§ TEXT EXTRACT
-- start --
It's official: Dr. John Kedrowski of Avon, Colorado successfully reached the summit Mount Everest on Friday, May 25.
According to Vail Daily, Kedrowski reached the summit of the Earth's highest mountain with Jangbu Sherpa on Friday at 3:30 a.m., Nepal time -- that's 3:45 p.m. Colorado time.
Kedrowski sent this tweet from his Twitter account on Friday:
This was Kedrowski's second summit attempt in a week, after just days prior, 100 mph winds and heavy mountain climber traffic trapped more than 100 climbers near Everest's summit and resulted in the deaths of four others in one of the deadliest days ever on the mountain.
-- end --
Annotated coordinate records
-- start --
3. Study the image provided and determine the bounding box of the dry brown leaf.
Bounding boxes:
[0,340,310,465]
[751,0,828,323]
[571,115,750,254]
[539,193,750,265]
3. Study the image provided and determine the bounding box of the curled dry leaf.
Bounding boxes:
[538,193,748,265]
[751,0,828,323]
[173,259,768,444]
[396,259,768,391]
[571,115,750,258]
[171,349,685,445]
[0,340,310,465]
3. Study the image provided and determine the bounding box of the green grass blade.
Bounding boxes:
-- end --
§ WHAT TO DO
[1] Using the Everest summit report, decide whether each statement agrees with it: (a) Kedrowski reached the summit with Jangbu Sherpa; (b) he reached the summit at 3:30 p.m. Colorado time; (c) this was his first summit attempt. Answer yes or no for each, quoting the deciding words of the report.
[2] Reproduce all of the annotated coordinate records line for line, without any change.
The text and the records were drawn from separate sources and bear no relation to each other.

§ SOLVED TASKS
[1]
(a) Yes: "reached the summit of the Earth's highest mountain with Jangbu Sherpa"
(b) No: "that's 3:45 p.m. Colorado time"
(c) No: "This was Kedrowski's second summit attempt in a week"

[2]
3. Study the image provided and determine the bounding box of the dry brown leaf.
Bounding boxes:
[0,340,310,465]
[751,0,828,323]
[571,115,750,254]
[539,193,750,265]
3. Study the image provided and determine the bounding box of the curled dry leaf.
Bounding boxes:
[538,193,748,265]
[751,0,828,323]
[173,259,768,444]
[396,259,768,391]
[571,115,750,258]
[171,349,685,445]
[0,340,310,465]
3. Study the image provided and determine the bounding box of the green grass blade.
Bounding boxes:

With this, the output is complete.